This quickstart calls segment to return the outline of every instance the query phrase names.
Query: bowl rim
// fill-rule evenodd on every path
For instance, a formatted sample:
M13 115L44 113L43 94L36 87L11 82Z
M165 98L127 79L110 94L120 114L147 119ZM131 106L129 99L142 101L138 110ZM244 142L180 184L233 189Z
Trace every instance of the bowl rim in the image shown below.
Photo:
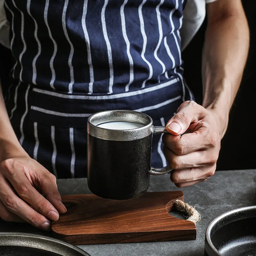
M244 214L242 214L242 213L244 213L245 212L249 212L249 216L248 215L245 215ZM250 213L250 212L251 212ZM205 231L205 243L207 243L208 244L208 245L210 247L210 249L216 255L218 255L218 256L223 256L223 255L221 254L217 250L212 241L211 236L212 232L214 228L218 225L218 224L220 223L221 222L222 222L221 223L222 225L220 225L217 230L220 228L234 221L255 217L256 216L255 214L255 212L256 212L256 205L252 205L233 209L219 215L211 221L207 227ZM253 214L253 213L254 213L254 214ZM250 214L250 213L251 214ZM226 220L229 219L231 216L234 217L232 221L230 221L230 220L228 220L229 221L226 222L223 221L223 220L225 220L225 219ZM215 230L215 231L216 231ZM206 249L205 245L205 249Z
M39 248L39 249L42 249L47 251L55 252L49 250L46 250L45 248L45 245L48 245L49 246L49 248L50 248L51 247L50 245L52 245L52 244L53 244L53 245L58 245L59 246L60 245L64 247L69 247L73 251L75 251L76 252L79 253L81 255L83 255L84 256L90 256L90 255L86 252L84 251L76 246L65 242L59 239L47 236L23 232L0 232L0 241L1 238L4 238L4 237L11 237L12 238L15 238L14 240L12 239L11 241L11 242L10 244L8 244L8 245L10 245L11 246L17 246L18 245L24 247L29 247L33 248L37 248L34 246L31 246L31 244L30 246L28 243L27 246L21 244L17 244L17 242L18 242L20 241L20 239L22 239L22 238L28 237L29 239L30 240L34 240L34 241L42 241L43 242L43 244L44 243L45 244L42 245L42 247L44 248ZM7 244L0 244L0 246L2 245L6 245Z

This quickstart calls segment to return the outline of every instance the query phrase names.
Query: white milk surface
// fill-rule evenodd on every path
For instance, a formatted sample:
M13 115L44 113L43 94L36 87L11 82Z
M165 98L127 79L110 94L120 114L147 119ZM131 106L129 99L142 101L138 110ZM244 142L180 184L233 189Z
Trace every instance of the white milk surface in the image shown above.
M112 130L127 130L140 128L144 125L137 123L119 121L104 123L98 124L97 126Z

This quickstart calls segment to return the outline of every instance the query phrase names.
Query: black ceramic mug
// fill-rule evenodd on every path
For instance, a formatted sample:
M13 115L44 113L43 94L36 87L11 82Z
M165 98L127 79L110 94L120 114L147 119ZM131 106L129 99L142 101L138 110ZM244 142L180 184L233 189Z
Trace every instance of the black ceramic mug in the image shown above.
M132 122L143 126L112 130L98 126L112 122ZM152 119L136 111L99 112L88 118L87 182L94 194L104 198L130 199L145 193L150 174L165 174L172 169L150 167L153 135L168 133L163 126L153 126Z

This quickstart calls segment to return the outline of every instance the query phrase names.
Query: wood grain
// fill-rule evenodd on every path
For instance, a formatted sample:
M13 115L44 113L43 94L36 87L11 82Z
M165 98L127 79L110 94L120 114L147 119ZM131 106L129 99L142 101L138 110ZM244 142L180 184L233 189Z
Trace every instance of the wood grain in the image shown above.
M191 221L168 213L181 191L147 192L134 199L114 200L93 195L62 197L68 212L52 223L54 236L73 244L192 240Z

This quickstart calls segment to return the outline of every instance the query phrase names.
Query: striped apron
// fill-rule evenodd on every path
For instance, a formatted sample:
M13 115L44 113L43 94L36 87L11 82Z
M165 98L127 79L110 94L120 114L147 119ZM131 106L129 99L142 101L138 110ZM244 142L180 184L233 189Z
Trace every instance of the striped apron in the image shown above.
M13 59L4 92L32 157L59 178L86 177L86 121L123 109L165 125L193 96L185 83L183 0L5 0ZM152 165L167 165L160 135Z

● ● ●

Write out the whole listing above line for line, leaving the picture out.

### Response
This quickstart calls segment to return the outline of every instance the query phrase names.
Query: bowl rim
// fill-rule evenodd on every path
For instance, a formatted sample:
M13 115L44 113L43 94L36 87L11 82Z
M165 98L127 79L110 94L120 114L147 119ZM131 106L129 99L142 101L138 110ZM244 142L180 184L233 189Z
Trace every instance of the bowl rim in the image shown below.
Photo:
M244 214L242 214L242 213L244 213L245 212L249 212L249 216L248 215L245 215ZM250 213L250 212L251 212ZM205 231L205 243L207 243L208 244L208 245L210 247L210 249L216 255L218 255L218 256L223 256L223 255L221 254L217 250L212 241L211 236L212 232L214 228L218 225L218 224L220 223L221 222L222 222L221 223L222 225L220 225L217 230L220 228L234 221L255 217L256 216L255 214L255 212L256 212L256 205L252 205L233 209L219 215L211 221L207 227ZM253 214L253 213L254 213L254 214ZM250 214L250 213L251 214ZM226 220L229 219L231 216L234 217L232 221L230 221L230 220L228 220L229 221L226 222L223 221L223 220L225 220L225 219ZM215 230L215 231L216 231ZM206 249L205 245L205 249Z
M39 248L39 249L42 249L47 251L55 252L49 250L46 250L45 248L45 245L48 245L49 246L49 248L50 248L51 247L50 245L52 245L52 244L53 244L53 245L58 245L59 246L60 245L64 247L69 247L73 251L75 251L76 252L79 253L81 255L83 255L84 256L90 256L90 255L86 252L84 251L76 246L65 242L59 239L47 236L23 232L0 232L0 241L1 238L4 238L4 237L11 237L12 238L15 238L14 240L12 239L11 241L11 242L10 244L8 244L8 245L10 245L11 246L17 246L18 245L24 247L29 247L33 248L37 248L34 246L31 246L31 244L30 246L28 243L27 246L21 244L17 244L17 242L18 242L20 241L20 239L22 239L22 238L28 237L29 239L30 240L34 240L34 241L42 241L43 242L43 244L44 243L45 244L42 245L42 247L44 248ZM7 244L0 244L0 246L2 245L6 245Z

This quickstart calls segment to return the outline of every instance the query phrase names.
Query: white milk surface
// fill-rule evenodd on every path
For instance, a formatted sample:
M13 115L44 113L43 94L36 87L11 82Z
M165 98L127 79L110 94L120 114L147 119ZM131 106L129 99L142 101L138 110ZM244 142L180 184L233 189Z
Trace every instance of the white milk surface in the image shown above.
M112 130L127 130L140 128L144 125L137 123L119 121L104 123L98 124L97 126Z

This quickstart calls segment to return the outline of every instance the query phrase names.
Query: black ceramic mug
// fill-rule evenodd on every path
For instance, a formatted sample:
M13 115L44 113L43 94L36 87L11 82Z
M165 98L127 79L110 94L120 114L147 119ZM131 106L129 99L142 101L138 110ZM244 142L180 184L233 189Z
Trace every instance of the black ceramic mug in the image shown above.
M132 122L143 126L112 130L98 126L112 122ZM152 119L136 111L99 112L88 118L87 182L94 194L104 198L130 199L145 193L150 174L165 174L172 169L150 167L153 135L168 133L163 126L153 126Z

This quickstart calls segment to return the outline of every instance the query phrase names.
Query: wood grain
// fill-rule evenodd on every path
For instance, a formatted sample:
M13 115L44 113L43 94L36 87L11 82Z
M165 98L127 79L110 94L120 114L147 119ZM131 106L129 99L142 101L138 110ZM244 142L180 184L233 189Z
Trace every instance of the wood grain in the image shown above.
M191 221L168 213L181 191L147 192L134 199L114 200L93 195L62 197L68 212L52 223L54 236L73 244L192 240Z

This quickstart calls segment to return the outline of every instance the query phrase names.
Query: striped apron
// fill-rule evenodd on every path
For instance, a formatted sample:
M13 115L44 113L43 94L36 87L11 82Z
M165 98L127 79L110 94L120 114L147 119ZM131 106L129 99L142 101L138 110ZM244 142L180 184L233 189Z
Trace every instance of the striped apron in the image shown above.
M13 59L4 92L32 157L59 178L86 177L86 121L123 109L165 125L193 96L185 83L183 0L5 0ZM152 165L167 165L160 135Z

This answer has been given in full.